# [THE TASK]
Restate only the tail of the data below, starting at the line that contains "Please mark the open" and including the last line, word for word.
-- RECORDS SUPPLIED follows --
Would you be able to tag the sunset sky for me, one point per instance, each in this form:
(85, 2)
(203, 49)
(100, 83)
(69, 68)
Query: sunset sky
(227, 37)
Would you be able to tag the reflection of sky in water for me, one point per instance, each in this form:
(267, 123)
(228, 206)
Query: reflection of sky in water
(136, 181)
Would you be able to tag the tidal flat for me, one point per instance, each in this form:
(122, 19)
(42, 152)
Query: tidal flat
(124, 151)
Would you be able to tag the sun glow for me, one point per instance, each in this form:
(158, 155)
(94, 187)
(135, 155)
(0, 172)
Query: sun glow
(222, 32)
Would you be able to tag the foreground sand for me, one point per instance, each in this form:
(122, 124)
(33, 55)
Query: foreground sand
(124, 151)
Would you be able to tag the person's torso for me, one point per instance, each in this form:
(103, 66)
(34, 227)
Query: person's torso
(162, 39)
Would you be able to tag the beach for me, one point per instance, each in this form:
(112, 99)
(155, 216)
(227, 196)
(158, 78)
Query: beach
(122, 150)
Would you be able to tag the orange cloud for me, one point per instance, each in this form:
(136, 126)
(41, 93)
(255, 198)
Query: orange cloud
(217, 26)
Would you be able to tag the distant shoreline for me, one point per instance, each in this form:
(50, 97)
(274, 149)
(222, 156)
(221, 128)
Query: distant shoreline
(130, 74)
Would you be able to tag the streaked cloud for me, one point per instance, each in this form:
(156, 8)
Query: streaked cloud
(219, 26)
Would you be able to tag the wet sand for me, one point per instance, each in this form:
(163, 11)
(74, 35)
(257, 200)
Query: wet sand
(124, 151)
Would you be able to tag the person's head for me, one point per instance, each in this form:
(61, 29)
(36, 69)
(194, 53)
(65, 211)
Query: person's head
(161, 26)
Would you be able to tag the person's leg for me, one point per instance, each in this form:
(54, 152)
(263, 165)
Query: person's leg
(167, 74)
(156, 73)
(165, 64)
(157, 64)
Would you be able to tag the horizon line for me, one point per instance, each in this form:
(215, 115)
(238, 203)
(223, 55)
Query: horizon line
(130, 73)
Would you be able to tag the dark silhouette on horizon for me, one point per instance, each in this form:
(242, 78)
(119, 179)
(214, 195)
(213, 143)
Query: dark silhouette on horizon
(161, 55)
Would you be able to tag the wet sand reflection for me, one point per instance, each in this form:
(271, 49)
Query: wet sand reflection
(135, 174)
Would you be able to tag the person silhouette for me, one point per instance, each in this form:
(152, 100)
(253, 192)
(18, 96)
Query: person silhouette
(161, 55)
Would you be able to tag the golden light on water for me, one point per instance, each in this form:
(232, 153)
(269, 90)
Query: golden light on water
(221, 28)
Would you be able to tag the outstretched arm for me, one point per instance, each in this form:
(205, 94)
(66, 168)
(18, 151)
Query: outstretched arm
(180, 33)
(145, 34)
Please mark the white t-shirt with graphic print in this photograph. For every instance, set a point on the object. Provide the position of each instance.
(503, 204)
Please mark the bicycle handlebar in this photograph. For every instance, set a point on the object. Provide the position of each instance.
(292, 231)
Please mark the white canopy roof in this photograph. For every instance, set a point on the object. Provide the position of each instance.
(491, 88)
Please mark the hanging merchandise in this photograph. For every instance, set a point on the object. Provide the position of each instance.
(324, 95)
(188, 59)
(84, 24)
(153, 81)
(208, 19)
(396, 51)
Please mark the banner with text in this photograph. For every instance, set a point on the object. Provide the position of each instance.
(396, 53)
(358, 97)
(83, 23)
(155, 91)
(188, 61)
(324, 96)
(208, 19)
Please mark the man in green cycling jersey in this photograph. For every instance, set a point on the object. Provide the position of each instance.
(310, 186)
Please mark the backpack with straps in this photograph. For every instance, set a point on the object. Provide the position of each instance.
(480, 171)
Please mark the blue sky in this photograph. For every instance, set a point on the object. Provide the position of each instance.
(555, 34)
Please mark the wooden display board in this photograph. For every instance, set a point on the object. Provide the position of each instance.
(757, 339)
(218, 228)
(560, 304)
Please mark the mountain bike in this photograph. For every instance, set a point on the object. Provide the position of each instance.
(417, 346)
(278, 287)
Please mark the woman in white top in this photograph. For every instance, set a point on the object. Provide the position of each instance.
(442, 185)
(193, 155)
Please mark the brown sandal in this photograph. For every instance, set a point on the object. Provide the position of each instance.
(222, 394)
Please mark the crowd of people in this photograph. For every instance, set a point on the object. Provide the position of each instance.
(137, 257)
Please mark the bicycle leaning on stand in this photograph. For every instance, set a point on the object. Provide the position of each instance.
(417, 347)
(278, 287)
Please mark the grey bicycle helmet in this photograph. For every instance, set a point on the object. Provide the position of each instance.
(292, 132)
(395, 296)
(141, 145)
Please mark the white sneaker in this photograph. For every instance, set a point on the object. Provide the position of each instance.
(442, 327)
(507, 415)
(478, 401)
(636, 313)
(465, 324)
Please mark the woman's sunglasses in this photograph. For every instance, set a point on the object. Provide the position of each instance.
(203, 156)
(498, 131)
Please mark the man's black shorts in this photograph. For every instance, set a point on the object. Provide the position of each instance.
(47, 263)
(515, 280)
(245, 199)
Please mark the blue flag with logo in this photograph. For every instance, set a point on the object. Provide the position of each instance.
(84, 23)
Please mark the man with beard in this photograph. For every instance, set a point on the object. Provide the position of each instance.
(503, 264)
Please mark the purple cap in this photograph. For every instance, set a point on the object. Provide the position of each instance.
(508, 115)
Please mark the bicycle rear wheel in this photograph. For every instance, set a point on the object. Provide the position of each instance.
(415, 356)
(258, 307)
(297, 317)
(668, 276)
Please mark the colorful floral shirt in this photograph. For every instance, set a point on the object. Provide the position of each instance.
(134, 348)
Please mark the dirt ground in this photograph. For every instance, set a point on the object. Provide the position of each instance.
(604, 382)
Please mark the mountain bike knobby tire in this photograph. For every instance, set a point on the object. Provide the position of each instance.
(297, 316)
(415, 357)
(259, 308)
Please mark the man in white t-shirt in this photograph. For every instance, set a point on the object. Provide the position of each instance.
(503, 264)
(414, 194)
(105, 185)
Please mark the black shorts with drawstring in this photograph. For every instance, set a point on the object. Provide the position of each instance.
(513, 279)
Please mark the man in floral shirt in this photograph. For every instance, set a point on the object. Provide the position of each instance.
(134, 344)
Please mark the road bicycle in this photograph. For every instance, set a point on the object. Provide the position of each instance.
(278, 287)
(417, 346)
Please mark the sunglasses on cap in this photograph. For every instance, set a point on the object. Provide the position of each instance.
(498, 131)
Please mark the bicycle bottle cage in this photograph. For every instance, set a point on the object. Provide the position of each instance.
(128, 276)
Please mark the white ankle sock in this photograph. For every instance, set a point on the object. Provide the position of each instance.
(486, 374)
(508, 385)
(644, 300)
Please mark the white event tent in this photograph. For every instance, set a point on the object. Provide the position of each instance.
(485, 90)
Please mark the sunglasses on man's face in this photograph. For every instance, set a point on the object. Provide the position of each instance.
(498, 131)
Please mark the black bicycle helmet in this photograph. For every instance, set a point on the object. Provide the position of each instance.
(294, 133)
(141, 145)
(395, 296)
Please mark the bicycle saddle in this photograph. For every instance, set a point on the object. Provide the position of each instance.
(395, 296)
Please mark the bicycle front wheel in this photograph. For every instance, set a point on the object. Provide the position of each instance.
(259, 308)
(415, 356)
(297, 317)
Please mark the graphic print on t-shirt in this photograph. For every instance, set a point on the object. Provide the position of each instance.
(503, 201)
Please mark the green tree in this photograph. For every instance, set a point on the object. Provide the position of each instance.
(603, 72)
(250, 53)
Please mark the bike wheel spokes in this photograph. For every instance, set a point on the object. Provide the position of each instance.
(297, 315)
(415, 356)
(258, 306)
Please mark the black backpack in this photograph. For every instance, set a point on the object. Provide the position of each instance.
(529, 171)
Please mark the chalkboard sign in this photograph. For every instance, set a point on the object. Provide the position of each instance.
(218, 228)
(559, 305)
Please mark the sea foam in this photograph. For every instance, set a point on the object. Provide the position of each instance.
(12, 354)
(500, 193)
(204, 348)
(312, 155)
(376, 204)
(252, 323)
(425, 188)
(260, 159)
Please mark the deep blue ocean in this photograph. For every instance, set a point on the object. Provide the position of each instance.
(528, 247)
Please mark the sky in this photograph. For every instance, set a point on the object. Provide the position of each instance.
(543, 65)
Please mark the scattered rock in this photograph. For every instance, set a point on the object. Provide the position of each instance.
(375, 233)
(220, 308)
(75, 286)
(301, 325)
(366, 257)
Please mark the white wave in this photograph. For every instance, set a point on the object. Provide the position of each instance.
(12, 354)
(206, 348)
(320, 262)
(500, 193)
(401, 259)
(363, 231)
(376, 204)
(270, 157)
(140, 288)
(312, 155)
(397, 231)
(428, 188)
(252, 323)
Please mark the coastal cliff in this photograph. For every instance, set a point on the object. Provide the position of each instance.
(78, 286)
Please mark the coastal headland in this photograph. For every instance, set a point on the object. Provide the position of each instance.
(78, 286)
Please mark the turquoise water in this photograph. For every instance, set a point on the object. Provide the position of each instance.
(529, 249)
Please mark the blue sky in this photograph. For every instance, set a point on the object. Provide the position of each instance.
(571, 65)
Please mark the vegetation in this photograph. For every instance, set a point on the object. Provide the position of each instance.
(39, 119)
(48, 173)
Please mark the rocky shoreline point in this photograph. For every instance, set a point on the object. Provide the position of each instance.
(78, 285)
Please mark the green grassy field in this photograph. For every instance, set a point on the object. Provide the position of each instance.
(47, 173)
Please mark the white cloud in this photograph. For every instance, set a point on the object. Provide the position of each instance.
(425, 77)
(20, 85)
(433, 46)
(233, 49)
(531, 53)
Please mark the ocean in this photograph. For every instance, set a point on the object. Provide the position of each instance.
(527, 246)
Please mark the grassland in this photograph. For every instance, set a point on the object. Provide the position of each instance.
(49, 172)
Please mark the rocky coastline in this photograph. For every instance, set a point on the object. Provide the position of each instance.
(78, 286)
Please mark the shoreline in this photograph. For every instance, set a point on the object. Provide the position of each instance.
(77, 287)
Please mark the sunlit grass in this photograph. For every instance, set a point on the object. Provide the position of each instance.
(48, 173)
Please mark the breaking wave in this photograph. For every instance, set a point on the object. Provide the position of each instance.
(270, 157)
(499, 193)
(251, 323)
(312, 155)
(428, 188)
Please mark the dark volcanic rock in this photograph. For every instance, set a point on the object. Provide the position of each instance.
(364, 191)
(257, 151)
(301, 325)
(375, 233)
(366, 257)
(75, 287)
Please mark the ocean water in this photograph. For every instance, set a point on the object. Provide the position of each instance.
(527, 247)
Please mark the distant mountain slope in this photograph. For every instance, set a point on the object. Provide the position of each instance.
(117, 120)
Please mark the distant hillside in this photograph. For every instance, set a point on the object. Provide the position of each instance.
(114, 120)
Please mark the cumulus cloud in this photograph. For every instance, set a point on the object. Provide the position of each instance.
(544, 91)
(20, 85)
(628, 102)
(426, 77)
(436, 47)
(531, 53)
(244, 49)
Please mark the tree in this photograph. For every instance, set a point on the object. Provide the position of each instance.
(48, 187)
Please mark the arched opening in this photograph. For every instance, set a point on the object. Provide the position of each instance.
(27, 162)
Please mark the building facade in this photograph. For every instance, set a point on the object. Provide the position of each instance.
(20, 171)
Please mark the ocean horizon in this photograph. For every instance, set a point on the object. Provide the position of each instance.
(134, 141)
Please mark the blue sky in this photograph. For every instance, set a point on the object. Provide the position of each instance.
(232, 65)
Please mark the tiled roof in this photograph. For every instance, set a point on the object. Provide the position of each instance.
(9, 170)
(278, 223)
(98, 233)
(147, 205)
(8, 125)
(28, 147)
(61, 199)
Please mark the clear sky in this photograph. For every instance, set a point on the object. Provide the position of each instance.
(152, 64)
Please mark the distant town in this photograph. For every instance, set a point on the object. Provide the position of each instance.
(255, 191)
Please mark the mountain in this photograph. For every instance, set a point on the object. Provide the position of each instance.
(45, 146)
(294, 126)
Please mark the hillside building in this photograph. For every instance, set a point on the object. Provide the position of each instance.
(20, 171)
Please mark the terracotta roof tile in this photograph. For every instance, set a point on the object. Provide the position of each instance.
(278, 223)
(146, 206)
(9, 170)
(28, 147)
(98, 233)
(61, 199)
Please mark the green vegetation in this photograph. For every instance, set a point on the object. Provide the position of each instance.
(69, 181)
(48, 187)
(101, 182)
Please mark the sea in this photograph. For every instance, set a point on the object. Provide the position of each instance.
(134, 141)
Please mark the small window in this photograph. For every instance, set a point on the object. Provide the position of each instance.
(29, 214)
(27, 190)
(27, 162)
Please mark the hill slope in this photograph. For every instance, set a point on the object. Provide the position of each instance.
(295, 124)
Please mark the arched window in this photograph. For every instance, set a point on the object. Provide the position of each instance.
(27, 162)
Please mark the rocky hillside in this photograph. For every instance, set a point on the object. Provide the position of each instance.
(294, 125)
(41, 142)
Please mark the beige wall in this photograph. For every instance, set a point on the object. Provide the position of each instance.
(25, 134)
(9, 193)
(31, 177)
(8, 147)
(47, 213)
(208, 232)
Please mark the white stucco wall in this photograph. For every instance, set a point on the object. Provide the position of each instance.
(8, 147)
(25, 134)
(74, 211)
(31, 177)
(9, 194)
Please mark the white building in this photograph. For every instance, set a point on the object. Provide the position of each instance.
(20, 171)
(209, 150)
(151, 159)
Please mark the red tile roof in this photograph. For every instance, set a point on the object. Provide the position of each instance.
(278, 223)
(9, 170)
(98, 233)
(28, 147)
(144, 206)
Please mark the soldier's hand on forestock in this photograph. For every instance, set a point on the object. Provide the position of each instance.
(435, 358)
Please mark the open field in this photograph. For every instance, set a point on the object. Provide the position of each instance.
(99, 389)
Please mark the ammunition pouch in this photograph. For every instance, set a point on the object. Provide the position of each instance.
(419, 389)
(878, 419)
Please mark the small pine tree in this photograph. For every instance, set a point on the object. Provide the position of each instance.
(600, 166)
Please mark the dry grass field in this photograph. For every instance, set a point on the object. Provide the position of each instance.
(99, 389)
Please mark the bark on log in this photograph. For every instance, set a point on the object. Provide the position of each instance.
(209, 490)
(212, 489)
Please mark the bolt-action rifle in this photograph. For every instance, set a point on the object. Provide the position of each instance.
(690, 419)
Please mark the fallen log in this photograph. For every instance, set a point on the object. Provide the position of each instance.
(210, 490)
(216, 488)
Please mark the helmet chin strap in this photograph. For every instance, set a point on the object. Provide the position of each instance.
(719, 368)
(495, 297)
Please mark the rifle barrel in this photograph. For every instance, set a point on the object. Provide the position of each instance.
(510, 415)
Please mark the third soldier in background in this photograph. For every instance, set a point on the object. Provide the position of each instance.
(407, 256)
-- RECORDS SUPPLIED concluded --
# [WORKED SOLUTION]
Please mark the open field in this photograph. For every instance, set a point on the object. Provide the position of each instance.
(99, 389)
Please mark the ammunition pouch in this photograph. For every instance, set a point on the object. Provide the position of each instance.
(419, 389)
(878, 419)
Please mark the small pine tree in this photograph. For every instance, set a point on the object. Provide the position of each instance.
(600, 166)
Please mark the dry grass field in this photograph. For every instance, set a point on the object. Provide the position of each instance.
(99, 389)
Please mark the bark on log in this photograph. For every instance, set a point on the object. Provide the position of each instance.
(209, 490)
(212, 489)
Please mark the bolt-action rifle in this photograph. For every instance, set a point on the object. Provide the position of each instance.
(690, 419)
Please mark the fallen log in this photograph. For every instance, set a point on the object. Provide the position of each instance.
(210, 490)
(216, 488)
Please mark the helmet chin strap in this photograph. For every instance, set a point on the object. Provide the position of each instance.
(719, 368)
(495, 297)
Please mark the rifle barrel in this photograph. For every instance, set a point on the object. Provide the position of each instance.
(510, 415)
Please mark the third soldier in background in this photograph. For every instance, set a point on the object. Provide the position of each instance.
(407, 256)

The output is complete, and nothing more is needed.